GIVEN PASSAGE:
— START —
When I was eight, we moved from Delhi to Trivandrum* for two years. The year was 1989, across the world, in a city I didn’t even know existed then, a wall was taken down. In that same November, the Vishwa Hindu Parishad was allowed to lay a foundation stone on a disputed bit of land. A man called Sachin Tendulkar made his debut on the cricket fields. It was that sort of year, a big year for a lot of people, including me, a Delhi child who had never lived anywhere else.
*do I need to keep typing Tirunavanthapuram or can I just stick to Trivandrum? You get it, na?
Trivandrum in those times was slow—it’s still slow compared to Cochin, but it had a sleepy small-town atmosphere which didn’t seem to at all fit with it being the capital of the state. Everything felt old worldly, at least it does in my memories of it: a large library smelling of old books, a bakery for fresh bread, Kovalam beach, deserted for most of the time except for the sporadic foreigner washing up on its shores. In our neighbourhood (actually, less a hood, and more a hill with three houses) there were only two other children. Next door lived a lady, an Indian lady, who could’ve been left behind by the British Raj. She had rose bushes and two Pomeranians and a grandson who came to visit every now and then and a trunk full of Rupert annuals. We were a little far away from the main hustle of the city, which made us feel even more isolated, living a country life. I had a dog, a nice one, called Bobo, I had a tiled roof you could reach quite easily and watch the sunset on. There was a rock garden in the middle of the house where I put caterpillars and pretended like they were dinosaurs stomping about. I made up stories, I read books, I walked with my dog, it was a nice life.
And then they put me in a school.
UGHHHH I hated school. Like, I get that everyone has to learn blah blah blah and you cannot get ahead in this world without an education blah blah blah, but okay, indulge me for a second in a conspiracy theory. Who decided that we need to go to school to have a rounded childhood, eh? SURELY once you finish learning to read and write and do basic maths, your education should be OPTIONAL. Think of all the years I have wasted in a hot classroom being completely bored and unhappy because I was there and not out in the world doing my own thing. I understand that parents have to work and so someone needs to watch your kid and school is the best option, but there should be choices for children like me, who just wanted to read out of syllabus and never be in a classroom again.
In 1989 though, I was still bright as a button and eager to start learning. The relentless grind of the CBSE system had not yet killed my life force, I was fresh out of a Montessori school where I was promoted ahead of my peers, because of my reading (I had to go back to them for Hindi and Maths) and so I felt like a Child Genius. At my old school, we were taught to enjoy our lessons, no rote learning, but learning through play. The teachers were called Aunty. I was excited to go every morning, excited to race through my textbooks, excited about all of it.
My parents were told there was only one good all-round school in Trivandrum, and that was Kendriya Vidyalaya. This may come as a shock to some of you. After all, Kendriya Vidyalaya is one of those less desirable things: a government school. Government schools are notoriously bad, known for lack of facilities, lack of teachers, overcrowded classrooms and so on. This is one of the platforms the Aam Aadmi Party in Delhi ran on, and won. Next door to my mum’s house now is one of their “model schools” featuring bright murals and a wall of charity (where you can hang up old clothes you no longer want for those in need). One of the murals says in Hindi: “Now government schools are good too!” However, it’s now 2022, back in 1989, this was totally not a thing.
— END —
INFORMATION SHOWN:
— START —
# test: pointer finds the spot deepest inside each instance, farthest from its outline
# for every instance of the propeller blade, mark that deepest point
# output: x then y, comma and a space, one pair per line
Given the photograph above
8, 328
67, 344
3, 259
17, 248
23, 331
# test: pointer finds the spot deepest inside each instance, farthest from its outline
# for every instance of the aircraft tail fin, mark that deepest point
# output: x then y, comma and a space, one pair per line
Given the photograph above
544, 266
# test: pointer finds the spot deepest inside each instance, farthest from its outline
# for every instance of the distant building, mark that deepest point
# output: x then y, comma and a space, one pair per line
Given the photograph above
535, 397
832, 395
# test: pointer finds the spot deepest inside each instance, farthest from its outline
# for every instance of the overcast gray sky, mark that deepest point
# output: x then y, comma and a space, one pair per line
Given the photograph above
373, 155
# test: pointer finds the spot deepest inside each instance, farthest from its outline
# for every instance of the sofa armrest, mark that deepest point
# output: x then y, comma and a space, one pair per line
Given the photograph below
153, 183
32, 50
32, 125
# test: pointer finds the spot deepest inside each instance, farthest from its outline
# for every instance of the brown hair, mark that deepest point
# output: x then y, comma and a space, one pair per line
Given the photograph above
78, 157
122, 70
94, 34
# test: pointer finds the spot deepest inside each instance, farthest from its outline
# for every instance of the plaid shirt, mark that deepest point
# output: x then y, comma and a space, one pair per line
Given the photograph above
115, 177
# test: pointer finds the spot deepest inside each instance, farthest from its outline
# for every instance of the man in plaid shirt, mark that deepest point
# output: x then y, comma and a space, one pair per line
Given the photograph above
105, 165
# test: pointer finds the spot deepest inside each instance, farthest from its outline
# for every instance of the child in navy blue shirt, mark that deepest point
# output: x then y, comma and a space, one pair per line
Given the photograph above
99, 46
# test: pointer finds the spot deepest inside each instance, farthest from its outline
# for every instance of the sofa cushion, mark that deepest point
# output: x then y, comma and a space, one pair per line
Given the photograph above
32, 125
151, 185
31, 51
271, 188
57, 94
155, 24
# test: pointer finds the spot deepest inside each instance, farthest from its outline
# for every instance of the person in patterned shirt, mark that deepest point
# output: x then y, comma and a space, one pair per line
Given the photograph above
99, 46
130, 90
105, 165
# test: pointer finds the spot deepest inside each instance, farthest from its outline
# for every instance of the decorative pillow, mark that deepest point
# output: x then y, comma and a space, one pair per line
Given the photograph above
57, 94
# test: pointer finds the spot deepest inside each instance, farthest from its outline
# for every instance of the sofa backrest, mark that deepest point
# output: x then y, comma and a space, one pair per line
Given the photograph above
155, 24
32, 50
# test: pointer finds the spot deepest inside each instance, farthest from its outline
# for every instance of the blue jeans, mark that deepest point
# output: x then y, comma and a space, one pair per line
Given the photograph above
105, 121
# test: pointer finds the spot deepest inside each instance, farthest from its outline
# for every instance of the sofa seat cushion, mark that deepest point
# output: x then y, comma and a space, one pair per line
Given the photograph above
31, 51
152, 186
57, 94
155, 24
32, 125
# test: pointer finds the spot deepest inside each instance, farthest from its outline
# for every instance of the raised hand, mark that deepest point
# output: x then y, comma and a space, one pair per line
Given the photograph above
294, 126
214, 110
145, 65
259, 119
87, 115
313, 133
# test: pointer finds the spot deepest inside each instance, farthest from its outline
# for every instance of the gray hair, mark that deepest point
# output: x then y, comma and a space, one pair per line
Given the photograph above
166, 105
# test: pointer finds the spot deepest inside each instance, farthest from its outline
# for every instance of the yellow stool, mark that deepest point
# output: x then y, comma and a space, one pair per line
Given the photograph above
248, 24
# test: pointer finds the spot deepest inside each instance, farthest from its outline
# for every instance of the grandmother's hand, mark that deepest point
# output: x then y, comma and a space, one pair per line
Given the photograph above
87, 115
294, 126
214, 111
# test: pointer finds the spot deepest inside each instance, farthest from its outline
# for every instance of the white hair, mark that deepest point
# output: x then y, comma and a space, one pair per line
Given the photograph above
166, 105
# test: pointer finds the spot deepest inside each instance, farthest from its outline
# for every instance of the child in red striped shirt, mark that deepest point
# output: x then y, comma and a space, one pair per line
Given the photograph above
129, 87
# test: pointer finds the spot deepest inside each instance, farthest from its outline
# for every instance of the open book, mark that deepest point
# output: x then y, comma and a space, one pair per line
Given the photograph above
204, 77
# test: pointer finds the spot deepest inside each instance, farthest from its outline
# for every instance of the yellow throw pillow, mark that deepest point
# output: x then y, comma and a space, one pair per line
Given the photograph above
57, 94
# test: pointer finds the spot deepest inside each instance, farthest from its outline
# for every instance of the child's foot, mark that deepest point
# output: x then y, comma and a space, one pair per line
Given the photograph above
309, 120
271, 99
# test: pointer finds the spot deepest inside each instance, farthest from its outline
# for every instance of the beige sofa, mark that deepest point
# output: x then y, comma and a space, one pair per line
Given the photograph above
— END —
TASKS AND EXERCISES:
A) Extract every line of the records that contains the string "plaid", matching case exactly.
B) Carry on the Trivandrum essay from the point where it stops.
The Trivandrum essay has no connection to the records.

TASK-BY-TASK ANSWERS:
A)
# for every instance of the plaid shirt, mark that deepest point
# for every instance of the man in plaid shirt, mark that deepest point

B)
Here’s how the KV model is slightly different though. Unlike most super local government schools, they believe in a unified syllabus so no matter which KV you go to in India (or the world—there are also branches in Moscow, Kathmandu and Tehran, inside the Indian embassies there.) you’ll learn the same thing as everyone else. This is because they’re not just any government school: they were built for kids of defence personnel. Army kids had their own Army Public Schools, so Kendriya Vidyalaya expanded to include children of any government employee, because you had to bounce around so much. This meant that it was hugely popular, and people had to pull all sorts of strings to get their kids in. Up until this year, there was even a MP quota, which they just removed, presumably because it was exploited by everyone with high connections. There are school fees for most, so it’s not entirely funded by the government, unless you are a SC/ST person, the child of an employee of the school, or an only girl child after class VI.
Of course, I was blissfully unaware of any of this when I rocked up in my frock and my fringe, ready and able to begin class IV. While waiting for the coveted seat to open up, my parents had popped me into a convent school called Holy Angels, from which I emerged proselytizing about how we were all going to go to hell because we didn’t go to church and also composing lovely little lullabies, among which, my mother remembers, one was called, “Sleep Baby Jesus.” I don’t remember any of this, but I do remember envying the girls who got to go to catechism class while I had to do boring old moral science. Standing outside the classroom one day, I glimpsed a girl raising her hand lackadaisically, her forefinger and pinky slightly raised, the rest of her fingers curled towards her palm, like a rock on gesture, but more graceful. I remember longing to raise my hand like that, to be so unconcerned, so cool, no eager stabbing of the air with my palms, just a take-it-or-leave-it hand. I thought maybe her Catholic Classes had taught her that air, that insouciance, and so maybe that’s why I yearned to be one of them, so I could be too.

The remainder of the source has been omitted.